DIRECTIONS:
**a)** List the groups of people that the impact-and-stories page says received the gift of safety.
**b)** Write the next few paragraphs of Heather's story, picking up right after its final sentence.

EXTRACTED TEXT:
Impact and Stories
Making a difference in the community
because of YOU...
These women, youth, and children received the gift of safety! They had the support, counselling, and resources necessary to escape a life of abuse and violence.
This is the story of Heather...
“I promise to spend the rest of my life making you happy”.
This is what my ex-husband said to me the night he proposed. I was 20 years old. I was naïve, I was young, I believed in fairy tales, and I believed him.
Two years into the marriage he started drinking. At first, it wasn’t excessive, however; I did notice a change in him. He began by yelling, then throwing things. He started telling me I wasn’t good enough and blamed me for anything bad that happened in our lives. I tried to ignore the escalations. I tried to convince myself that these were normal ups and downs that happened in all relationships.
I now know that I was just keeping myself safe, but at the time it led to so much shame.

Location identification entries:
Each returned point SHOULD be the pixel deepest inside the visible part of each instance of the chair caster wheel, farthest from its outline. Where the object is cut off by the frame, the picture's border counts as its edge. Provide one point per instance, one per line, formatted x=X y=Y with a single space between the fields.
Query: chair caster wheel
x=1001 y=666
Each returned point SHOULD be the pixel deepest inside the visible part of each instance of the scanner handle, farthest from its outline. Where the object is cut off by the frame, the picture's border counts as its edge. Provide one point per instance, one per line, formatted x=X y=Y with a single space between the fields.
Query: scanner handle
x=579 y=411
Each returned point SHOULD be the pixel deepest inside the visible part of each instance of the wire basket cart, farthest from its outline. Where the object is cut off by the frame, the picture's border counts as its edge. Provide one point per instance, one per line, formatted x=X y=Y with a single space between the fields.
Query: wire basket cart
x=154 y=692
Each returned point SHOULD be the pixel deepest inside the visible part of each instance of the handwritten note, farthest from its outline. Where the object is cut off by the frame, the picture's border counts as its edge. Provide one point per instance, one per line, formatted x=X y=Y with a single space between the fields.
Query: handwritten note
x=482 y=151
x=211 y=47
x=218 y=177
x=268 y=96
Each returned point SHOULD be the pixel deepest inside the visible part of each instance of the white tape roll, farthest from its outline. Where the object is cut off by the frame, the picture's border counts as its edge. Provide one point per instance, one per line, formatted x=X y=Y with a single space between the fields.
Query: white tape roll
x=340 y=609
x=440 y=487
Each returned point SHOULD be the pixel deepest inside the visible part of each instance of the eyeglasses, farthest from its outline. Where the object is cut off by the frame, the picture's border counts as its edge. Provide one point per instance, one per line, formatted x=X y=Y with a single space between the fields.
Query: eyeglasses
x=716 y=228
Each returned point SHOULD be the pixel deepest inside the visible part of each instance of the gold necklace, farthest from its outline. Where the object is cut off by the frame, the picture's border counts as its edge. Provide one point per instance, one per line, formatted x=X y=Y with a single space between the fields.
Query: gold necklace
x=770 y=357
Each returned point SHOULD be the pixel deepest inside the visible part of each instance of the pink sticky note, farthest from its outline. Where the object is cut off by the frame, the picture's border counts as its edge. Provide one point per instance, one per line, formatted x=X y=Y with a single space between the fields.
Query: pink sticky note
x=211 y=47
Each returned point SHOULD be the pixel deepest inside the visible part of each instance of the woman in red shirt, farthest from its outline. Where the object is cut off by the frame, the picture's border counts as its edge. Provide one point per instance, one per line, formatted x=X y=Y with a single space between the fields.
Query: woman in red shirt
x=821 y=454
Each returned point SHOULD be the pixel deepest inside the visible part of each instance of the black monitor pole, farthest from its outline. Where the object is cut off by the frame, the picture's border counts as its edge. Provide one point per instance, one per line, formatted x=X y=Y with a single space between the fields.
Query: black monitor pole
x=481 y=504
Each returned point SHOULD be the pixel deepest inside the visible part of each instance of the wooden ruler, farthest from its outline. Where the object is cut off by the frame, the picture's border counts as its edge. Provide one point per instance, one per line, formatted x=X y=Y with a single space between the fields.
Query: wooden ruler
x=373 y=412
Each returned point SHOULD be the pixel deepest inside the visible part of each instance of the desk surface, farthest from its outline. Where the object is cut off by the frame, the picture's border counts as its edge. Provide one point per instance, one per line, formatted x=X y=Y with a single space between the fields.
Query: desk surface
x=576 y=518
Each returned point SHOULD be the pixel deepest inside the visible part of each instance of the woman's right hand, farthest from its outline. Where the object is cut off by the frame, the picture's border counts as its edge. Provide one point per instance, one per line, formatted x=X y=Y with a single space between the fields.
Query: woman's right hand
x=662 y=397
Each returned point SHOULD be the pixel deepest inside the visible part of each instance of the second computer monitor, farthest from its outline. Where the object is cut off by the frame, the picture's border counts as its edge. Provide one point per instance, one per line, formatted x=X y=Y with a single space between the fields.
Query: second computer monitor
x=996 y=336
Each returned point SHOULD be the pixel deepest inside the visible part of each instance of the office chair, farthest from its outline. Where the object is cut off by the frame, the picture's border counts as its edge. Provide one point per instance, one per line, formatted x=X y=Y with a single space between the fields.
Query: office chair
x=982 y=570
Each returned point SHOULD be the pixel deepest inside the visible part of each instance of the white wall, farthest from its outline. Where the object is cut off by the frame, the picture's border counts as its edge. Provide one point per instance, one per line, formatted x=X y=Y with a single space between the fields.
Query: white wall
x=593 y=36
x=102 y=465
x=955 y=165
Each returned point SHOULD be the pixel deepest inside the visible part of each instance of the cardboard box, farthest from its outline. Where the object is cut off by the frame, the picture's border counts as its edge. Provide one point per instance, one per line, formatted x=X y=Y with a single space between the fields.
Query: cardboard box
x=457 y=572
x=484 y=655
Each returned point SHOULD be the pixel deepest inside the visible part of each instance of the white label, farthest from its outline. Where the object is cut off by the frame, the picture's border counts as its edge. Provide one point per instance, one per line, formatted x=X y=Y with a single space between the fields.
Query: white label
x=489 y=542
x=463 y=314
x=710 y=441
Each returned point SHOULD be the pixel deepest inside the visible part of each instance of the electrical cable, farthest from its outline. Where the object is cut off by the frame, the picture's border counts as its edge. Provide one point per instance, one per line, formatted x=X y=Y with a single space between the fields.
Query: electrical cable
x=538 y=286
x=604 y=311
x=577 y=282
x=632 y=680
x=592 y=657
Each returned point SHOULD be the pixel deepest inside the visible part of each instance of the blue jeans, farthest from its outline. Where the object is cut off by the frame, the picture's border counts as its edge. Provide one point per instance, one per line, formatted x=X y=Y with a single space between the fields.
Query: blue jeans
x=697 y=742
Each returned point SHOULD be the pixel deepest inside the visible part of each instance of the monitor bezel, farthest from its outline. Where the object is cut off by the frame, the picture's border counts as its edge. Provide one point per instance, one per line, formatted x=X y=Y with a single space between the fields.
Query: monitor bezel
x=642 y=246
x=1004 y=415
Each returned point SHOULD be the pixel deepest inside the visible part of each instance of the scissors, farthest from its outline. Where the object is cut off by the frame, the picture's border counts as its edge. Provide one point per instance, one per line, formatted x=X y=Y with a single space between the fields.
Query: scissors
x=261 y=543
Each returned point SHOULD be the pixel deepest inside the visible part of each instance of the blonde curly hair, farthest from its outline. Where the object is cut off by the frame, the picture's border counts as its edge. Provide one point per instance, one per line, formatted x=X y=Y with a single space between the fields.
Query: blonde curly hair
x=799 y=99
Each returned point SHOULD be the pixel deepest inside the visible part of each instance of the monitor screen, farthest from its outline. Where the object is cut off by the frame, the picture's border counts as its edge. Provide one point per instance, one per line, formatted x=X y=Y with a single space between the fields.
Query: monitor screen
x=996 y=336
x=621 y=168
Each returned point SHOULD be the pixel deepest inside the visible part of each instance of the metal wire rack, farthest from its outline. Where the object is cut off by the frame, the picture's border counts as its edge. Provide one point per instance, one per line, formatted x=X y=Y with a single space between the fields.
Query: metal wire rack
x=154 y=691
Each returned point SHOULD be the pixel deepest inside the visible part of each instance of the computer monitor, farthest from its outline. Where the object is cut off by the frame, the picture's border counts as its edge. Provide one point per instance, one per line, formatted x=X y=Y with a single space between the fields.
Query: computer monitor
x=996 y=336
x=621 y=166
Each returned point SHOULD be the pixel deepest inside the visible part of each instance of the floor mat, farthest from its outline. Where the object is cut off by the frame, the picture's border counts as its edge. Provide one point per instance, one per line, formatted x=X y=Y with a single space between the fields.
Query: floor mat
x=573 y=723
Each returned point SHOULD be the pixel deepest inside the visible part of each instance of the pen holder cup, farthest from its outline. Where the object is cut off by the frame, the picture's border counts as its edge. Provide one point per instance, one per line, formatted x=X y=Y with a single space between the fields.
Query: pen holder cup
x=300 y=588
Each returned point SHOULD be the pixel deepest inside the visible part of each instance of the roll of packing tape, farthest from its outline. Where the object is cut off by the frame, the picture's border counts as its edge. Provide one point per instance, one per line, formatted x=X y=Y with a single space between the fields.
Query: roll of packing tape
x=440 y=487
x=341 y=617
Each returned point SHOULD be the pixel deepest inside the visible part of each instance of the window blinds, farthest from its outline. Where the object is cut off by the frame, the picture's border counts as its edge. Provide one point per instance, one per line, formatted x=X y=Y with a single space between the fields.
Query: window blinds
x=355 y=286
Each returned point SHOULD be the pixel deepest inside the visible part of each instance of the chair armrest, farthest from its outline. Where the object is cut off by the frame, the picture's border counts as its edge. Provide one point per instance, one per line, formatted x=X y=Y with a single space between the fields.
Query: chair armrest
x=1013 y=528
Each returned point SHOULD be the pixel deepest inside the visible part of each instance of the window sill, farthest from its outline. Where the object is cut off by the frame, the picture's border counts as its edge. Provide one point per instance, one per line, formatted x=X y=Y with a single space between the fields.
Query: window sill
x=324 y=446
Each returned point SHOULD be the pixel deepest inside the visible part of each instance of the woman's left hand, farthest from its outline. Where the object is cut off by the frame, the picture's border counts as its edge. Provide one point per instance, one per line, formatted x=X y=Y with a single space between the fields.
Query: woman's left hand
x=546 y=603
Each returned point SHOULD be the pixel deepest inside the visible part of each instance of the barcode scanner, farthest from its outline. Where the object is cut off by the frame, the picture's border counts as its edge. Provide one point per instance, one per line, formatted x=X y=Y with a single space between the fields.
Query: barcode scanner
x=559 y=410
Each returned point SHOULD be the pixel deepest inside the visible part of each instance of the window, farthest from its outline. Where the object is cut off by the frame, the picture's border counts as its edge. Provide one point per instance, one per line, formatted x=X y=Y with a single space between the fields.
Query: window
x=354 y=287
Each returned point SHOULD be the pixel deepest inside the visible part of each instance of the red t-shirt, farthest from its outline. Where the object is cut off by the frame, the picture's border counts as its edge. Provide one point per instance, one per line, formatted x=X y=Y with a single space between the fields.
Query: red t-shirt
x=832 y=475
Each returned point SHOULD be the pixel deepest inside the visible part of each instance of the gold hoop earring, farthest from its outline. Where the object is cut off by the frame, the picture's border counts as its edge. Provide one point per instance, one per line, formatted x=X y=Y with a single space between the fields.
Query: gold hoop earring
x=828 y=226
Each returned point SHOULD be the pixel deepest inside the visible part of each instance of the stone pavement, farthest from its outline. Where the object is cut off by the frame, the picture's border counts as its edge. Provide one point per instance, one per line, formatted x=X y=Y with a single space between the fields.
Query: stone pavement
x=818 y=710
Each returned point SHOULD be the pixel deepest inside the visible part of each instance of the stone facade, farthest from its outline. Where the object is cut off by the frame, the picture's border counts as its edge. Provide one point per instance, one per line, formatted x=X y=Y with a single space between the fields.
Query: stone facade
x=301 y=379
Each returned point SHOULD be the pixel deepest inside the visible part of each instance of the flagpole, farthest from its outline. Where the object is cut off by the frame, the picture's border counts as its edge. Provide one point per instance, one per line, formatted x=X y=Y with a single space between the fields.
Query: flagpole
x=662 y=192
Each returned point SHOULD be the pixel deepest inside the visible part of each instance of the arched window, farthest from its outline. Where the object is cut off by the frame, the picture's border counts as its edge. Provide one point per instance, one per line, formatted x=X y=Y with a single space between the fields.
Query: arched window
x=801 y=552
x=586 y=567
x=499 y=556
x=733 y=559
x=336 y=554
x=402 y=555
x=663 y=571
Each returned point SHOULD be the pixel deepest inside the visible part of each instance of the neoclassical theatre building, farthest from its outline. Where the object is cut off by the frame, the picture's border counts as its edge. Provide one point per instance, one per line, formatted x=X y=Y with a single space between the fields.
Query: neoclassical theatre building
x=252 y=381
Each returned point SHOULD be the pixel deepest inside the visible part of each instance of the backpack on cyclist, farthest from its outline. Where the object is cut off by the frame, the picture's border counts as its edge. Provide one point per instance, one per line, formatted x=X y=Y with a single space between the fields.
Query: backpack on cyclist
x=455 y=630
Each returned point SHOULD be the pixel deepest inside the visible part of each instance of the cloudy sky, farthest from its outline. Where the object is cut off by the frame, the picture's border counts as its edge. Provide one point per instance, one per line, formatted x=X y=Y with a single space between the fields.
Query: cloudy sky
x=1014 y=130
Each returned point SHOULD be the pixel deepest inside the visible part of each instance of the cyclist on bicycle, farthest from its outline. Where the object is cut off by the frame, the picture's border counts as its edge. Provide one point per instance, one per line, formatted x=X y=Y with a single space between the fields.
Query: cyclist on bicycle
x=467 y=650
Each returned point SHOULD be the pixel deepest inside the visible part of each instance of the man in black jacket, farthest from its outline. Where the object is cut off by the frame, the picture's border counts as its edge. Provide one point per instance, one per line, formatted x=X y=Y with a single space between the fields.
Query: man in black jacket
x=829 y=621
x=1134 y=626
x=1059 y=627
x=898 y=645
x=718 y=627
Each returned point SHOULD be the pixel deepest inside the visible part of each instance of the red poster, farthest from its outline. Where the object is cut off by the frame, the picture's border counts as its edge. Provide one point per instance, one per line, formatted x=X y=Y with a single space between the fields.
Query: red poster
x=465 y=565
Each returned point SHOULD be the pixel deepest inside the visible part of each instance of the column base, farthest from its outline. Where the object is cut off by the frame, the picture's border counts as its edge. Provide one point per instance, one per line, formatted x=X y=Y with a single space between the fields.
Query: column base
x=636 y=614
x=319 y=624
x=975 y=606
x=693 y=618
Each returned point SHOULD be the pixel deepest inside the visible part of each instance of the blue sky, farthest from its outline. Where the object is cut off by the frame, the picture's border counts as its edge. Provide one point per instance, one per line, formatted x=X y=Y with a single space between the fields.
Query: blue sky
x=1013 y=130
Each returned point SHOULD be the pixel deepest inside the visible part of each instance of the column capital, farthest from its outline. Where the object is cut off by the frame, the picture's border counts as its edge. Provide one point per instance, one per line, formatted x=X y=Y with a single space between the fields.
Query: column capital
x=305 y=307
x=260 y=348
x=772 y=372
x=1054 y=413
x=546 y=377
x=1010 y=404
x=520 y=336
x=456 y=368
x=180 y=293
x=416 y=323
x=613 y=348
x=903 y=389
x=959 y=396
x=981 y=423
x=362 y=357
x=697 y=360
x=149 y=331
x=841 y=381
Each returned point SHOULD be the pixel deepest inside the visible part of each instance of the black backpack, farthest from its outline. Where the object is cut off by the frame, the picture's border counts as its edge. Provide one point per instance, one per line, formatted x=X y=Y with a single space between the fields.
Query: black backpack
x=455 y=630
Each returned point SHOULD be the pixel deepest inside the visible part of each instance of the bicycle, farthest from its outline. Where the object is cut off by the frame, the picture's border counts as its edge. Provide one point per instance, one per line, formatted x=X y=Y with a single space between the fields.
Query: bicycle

RESULTS OF THE TASKS:
**a)** Women, youth, children

**b)**
When we would go out to social events, he would grab my legs, slap my butt, or hold onto my shoulders. Our friends would often say how sweet we were, or point out how much he loves me.
They saw his show of affection but they didn’t see the bruises he left on me. They never witnessed the crying in the bathroom.
Over time I became so lost; I was a shell of who I used to be. I hated myself. I was cold, I was mean, I was gone.
One night I woke up to him on top of me and the smell of alcohol on my face. This wasn’t out of the ordinary for him. I always let it slide, after all, I was his wife, I thought “Is this not our duty?” That night was different though.
That night he strangled me.
He held me down by my throat and his way with me. After he finished, he rolled over and fell asleep like I was nothing. I quietly went to the bathroom to shower and cry. Over the years, I often thought that the only way out of the relationship was ending my life. But that night I realized it could be him who kills me.
I was with him for six years, but that relationship changed me forever. I had no idea when I left if I was going to be okay. I had spent so long lying and hiding from family and friends that I felt alone. I had convinced myself that no one would believe me, and I wasn’t worthy of something better.
I was wrong.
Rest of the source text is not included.